What is asked: Please rewrite the records below, replacing "hole rule" with "fill rule" everywhere and leaving everything else unchanged.

Entries shown:
__________________________________________________

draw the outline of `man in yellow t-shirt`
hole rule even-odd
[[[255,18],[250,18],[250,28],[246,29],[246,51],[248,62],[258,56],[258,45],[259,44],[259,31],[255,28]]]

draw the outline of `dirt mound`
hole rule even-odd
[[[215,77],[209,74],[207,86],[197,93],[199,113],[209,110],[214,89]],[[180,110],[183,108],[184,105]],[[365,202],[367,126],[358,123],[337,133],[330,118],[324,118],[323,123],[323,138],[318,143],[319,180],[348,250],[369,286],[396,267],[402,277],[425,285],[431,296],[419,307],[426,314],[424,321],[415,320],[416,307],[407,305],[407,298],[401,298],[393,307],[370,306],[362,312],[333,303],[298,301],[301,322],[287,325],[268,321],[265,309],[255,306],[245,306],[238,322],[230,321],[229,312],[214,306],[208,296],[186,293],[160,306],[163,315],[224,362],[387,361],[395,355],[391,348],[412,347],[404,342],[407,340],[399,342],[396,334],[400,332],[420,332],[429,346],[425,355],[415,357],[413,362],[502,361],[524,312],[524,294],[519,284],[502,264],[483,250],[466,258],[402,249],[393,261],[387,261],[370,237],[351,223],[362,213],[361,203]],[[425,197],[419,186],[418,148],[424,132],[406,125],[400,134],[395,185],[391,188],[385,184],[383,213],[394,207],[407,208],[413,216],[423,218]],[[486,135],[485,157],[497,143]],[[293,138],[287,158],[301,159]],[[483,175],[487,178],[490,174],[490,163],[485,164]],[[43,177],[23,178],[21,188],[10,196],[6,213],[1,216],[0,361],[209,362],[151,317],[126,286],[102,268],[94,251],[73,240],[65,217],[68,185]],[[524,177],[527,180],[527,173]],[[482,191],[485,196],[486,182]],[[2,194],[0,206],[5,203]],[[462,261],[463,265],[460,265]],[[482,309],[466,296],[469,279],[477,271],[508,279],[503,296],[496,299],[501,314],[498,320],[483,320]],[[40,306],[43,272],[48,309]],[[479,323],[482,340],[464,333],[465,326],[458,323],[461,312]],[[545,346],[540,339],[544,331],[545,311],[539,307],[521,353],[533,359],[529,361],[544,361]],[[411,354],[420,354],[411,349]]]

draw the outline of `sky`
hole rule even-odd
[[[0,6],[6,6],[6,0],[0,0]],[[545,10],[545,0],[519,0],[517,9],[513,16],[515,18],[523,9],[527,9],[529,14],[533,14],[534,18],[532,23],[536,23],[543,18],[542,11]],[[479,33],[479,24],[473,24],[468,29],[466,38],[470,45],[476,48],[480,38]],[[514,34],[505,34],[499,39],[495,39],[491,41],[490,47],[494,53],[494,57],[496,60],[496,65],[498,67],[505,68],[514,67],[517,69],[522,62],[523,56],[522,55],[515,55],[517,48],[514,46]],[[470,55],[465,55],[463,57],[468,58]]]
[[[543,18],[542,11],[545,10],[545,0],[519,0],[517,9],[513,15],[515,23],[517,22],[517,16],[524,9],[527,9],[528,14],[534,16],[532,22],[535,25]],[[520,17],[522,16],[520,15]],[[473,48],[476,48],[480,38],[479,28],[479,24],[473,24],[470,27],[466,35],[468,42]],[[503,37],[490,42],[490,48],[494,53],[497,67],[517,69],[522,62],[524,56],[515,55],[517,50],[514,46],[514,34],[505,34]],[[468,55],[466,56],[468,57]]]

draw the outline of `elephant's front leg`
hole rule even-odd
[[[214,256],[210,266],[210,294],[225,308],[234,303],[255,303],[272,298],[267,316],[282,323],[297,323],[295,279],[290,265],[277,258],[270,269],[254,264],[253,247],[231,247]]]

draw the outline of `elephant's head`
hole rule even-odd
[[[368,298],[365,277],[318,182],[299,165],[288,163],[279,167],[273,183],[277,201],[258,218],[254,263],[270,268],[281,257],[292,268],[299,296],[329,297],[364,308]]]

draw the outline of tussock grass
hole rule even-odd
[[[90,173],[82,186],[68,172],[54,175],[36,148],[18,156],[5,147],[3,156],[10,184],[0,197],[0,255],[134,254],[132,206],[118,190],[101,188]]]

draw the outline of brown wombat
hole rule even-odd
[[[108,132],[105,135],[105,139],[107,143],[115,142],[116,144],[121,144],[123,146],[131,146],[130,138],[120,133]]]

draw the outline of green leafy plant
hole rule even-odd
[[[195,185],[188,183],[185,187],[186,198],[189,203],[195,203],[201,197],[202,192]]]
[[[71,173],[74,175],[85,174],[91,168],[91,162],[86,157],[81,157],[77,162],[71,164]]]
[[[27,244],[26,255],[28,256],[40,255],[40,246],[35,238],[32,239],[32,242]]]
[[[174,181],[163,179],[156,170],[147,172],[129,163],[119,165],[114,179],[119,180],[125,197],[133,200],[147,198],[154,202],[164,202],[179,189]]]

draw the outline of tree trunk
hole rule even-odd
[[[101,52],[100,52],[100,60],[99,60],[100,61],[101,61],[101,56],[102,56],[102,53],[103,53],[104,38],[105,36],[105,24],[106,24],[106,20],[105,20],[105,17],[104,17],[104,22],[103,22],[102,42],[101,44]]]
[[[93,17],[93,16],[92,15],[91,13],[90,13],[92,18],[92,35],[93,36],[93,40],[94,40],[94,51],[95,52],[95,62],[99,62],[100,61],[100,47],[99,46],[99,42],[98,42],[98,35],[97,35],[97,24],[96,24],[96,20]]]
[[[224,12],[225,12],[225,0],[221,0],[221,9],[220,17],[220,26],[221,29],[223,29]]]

__________________________________________________

Output of the task:
draw the outline of `man in yellow t-shirt`
fill rule even-odd
[[[255,18],[250,18],[250,28],[246,29],[246,51],[248,62],[258,56],[258,45],[259,44],[259,31],[255,28]]]

draw the outline of `dirt mound`
fill rule even-odd
[[[215,77],[209,74],[207,86],[197,93],[199,113],[209,110],[214,89]],[[180,110],[183,108],[184,105]],[[365,202],[367,126],[358,123],[337,133],[330,118],[324,118],[323,123],[323,138],[318,143],[319,180],[348,250],[369,286],[396,267],[402,277],[425,285],[431,296],[419,307],[426,314],[424,321],[415,320],[416,307],[407,305],[407,298],[401,298],[393,307],[370,306],[362,312],[333,303],[298,301],[301,322],[287,325],[268,321],[265,309],[255,306],[245,306],[238,322],[230,321],[229,312],[214,306],[208,296],[186,293],[160,306],[163,315],[224,362],[387,361],[395,355],[391,348],[412,347],[404,342],[407,340],[399,342],[396,334],[400,332],[420,332],[429,346],[425,355],[415,357],[413,362],[502,361],[524,312],[524,294],[519,284],[502,264],[483,250],[466,258],[402,249],[393,261],[387,261],[370,237],[351,223],[362,213],[361,203]],[[425,197],[419,186],[418,148],[424,132],[406,125],[400,134],[395,185],[391,188],[385,184],[383,213],[394,207],[407,208],[413,216],[423,218]],[[486,135],[485,157],[497,143]],[[293,138],[287,158],[301,159]],[[483,175],[487,178],[490,174],[490,163],[485,164]],[[43,177],[23,178],[21,188],[10,196],[6,213],[1,216],[0,361],[209,362],[151,317],[126,286],[102,268],[94,251],[73,240],[65,217],[68,185]],[[524,177],[527,180],[527,173]],[[482,191],[485,196],[486,182]],[[2,194],[0,206],[5,203]],[[462,261],[463,265],[460,265]],[[482,309],[466,296],[469,279],[477,271],[508,279],[503,296],[496,299],[501,314],[498,320],[483,320]],[[40,306],[43,272],[48,309]],[[479,323],[482,340],[464,333],[465,326],[458,323],[461,312]],[[545,346],[540,339],[544,331],[545,311],[539,307],[521,353],[533,359],[529,361],[544,361]],[[411,354],[420,354],[411,349]]]

draw the outline of `sky`
fill rule even-odd
[[[0,6],[6,6],[6,0],[0,0]],[[545,10],[545,0],[519,0],[517,9],[513,16],[515,18],[523,9],[527,9],[529,14],[533,14],[534,18],[532,23],[536,23],[543,18],[542,11]],[[479,33],[479,24],[473,24],[468,29],[466,38],[470,45],[476,48],[480,38]],[[514,34],[505,34],[499,39],[495,39],[491,41],[490,47],[494,53],[494,57],[496,60],[496,65],[498,67],[505,68],[514,67],[517,69],[522,62],[523,56],[522,55],[515,55],[517,48],[514,46]],[[470,55],[465,55],[463,57],[468,58]]]
[[[543,18],[542,11],[545,10],[545,0],[519,0],[517,9],[513,15],[515,23],[517,22],[517,16],[524,9],[527,9],[528,14],[534,16],[532,22],[535,25]],[[520,17],[522,16],[520,15]],[[473,48],[476,48],[480,38],[479,28],[479,24],[473,24],[470,27],[466,35],[468,42]],[[503,37],[490,42],[490,48],[494,53],[497,67],[517,69],[522,62],[524,56],[515,55],[517,50],[514,46],[514,34],[505,34]],[[468,55],[466,56],[468,57]]]

draw the outline of `elephant's front leg`
fill rule even-odd
[[[214,256],[210,266],[210,294],[225,308],[234,303],[255,303],[272,298],[267,316],[282,323],[297,323],[295,279],[290,265],[277,258],[270,269],[254,264],[253,247],[231,247]]]

draw the outline of `elephant's head`
fill rule even-odd
[[[368,298],[365,277],[318,182],[299,165],[288,163],[279,167],[273,183],[277,201],[258,218],[254,263],[270,268],[281,257],[292,268],[299,296],[329,297],[364,308]]]

draw the outline of tussock grass
fill rule even-odd
[[[90,173],[82,186],[68,172],[54,175],[36,148],[18,156],[5,147],[3,156],[10,184],[0,197],[0,255],[134,254],[132,206],[118,190],[101,188]]]

draw the outline of brown wombat
fill rule even-odd
[[[108,132],[105,135],[105,139],[107,143],[115,142],[116,144],[121,144],[123,146],[131,146],[130,138],[120,133]]]

draw the outline of green leafy plant
fill rule even-odd
[[[195,185],[188,183],[185,187],[186,198],[189,203],[195,203],[201,197],[202,192]]]
[[[71,173],[74,175],[85,174],[91,168],[91,162],[86,157],[81,157],[77,162],[71,164]]]
[[[27,244],[26,255],[28,256],[40,255],[40,246],[35,238],[32,239],[32,242]]]
[[[174,181],[163,179],[156,170],[147,172],[129,163],[119,165],[114,179],[119,180],[125,197],[133,200],[147,198],[154,202],[164,202],[179,189]]]

draw the outline of tree trunk
fill rule even-odd
[[[101,52],[100,52],[100,60],[99,60],[100,61],[101,61],[101,56],[102,56],[102,53],[103,53],[104,38],[105,36],[105,24],[106,24],[106,20],[105,20],[105,17],[104,17],[104,22],[103,22],[102,42],[101,44]]]
[[[93,17],[93,16],[92,15],[91,13],[90,13],[92,18],[92,35],[93,36],[93,40],[94,40],[94,51],[95,52],[95,62],[99,62],[100,61],[100,47],[99,46],[99,42],[98,42],[98,35],[97,35],[97,24],[96,24],[96,20]]]
[[[224,12],[225,12],[225,0],[221,0],[221,9],[220,17],[220,26],[221,29],[223,29]]]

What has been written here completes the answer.